## AIM
In the thread below about an Accumulo setup, what new value did the writer give the instance.dfs.dir property to stop the "Mkdir" failures?

## SUPPLIED TEXT
I was able to narrow the problem down to my accumulo-site.xml file.
I had the following:
<property>
<name>instance.dfs.uri</name>
<value>hdfs://localhost:9000/</value>
</property>
<property>
<name>instance.dfs.dir</name>
<value>/accumulo</value>
</property>
I changed the instance.dfs.dir value to be a full URI and my problem with
the "Mkdir" failures no longer happen, even on recovery bootup.
<property>
<name>instance.dfs.dir</name>
<value>hdfs://localhost:9000/accumulo</value>
</property>
Thanks for the suggestions everyone.
-Mike
On Tue, Jan 6, 2015 at 9:48 PM, Josh Elser <[email protected]> wrote:
> Is HDFS actually healthy? Have you checked the namenode status page
> (http://$hostname:50070 by default) to make sure the NN is up and out of
> safemode, expected number of DNs have reported in, hdfs reports available
> space, etc?
>
> Any other Hadoop details (version, etc) would be helpful too!
>
> Mike Atlas wrote:
>
>> Well, I caught the same error again after terminating my machine with a
>> hard stop - which isn't a normal way to do things but I fat-finger saved
>> an AMI image of it thinking I could boot up just fine afterward.
>>
>> The only workaround I could do to resolve it was to blow away the HDFS
>> /accumulo directory and re-init my accumulo instance again --- which is
>> fine for playing around, but I'm wondering what exactly is going on? I
>> don't want that to happen if I went to production and had real data.
>>
>> Thoughts on how to debug?
>>
>>
>> On Tue, Jan 6, 2015 at 10:40 AM, Keith Turner <[email protected]
>> <mailto:[email protected]>> wrote:
>>
>>
>>
>> On Mon, Jan 5, 2015 at 6:50 PM, Mike Atlas <[email protected]
>> <mailto:[email protected]>> wrote:
>>
>> Hello,
>>
>> I'm running Accumulo 1.5.2, trying to test out the GeoMesa
>> <http://www.geomesa.org/2014/05/28/geomesa-quickstart/> family
>>
>> of spatio-temporal iterators using their quickstart
>> demonstration tool. I think I'm not making progress due to my
>> Accumulo setup, though, so can someone validate that all looks
>> good from here?

## DATA BLOCK
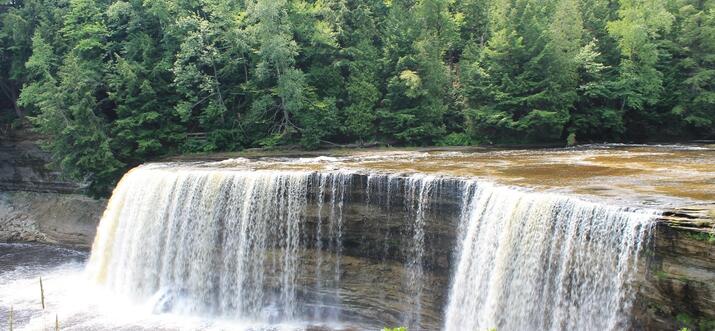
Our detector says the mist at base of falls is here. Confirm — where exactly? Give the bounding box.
[0,165,654,330]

## EXERCISE RESULT
hdfs://localhost:9000/accumulo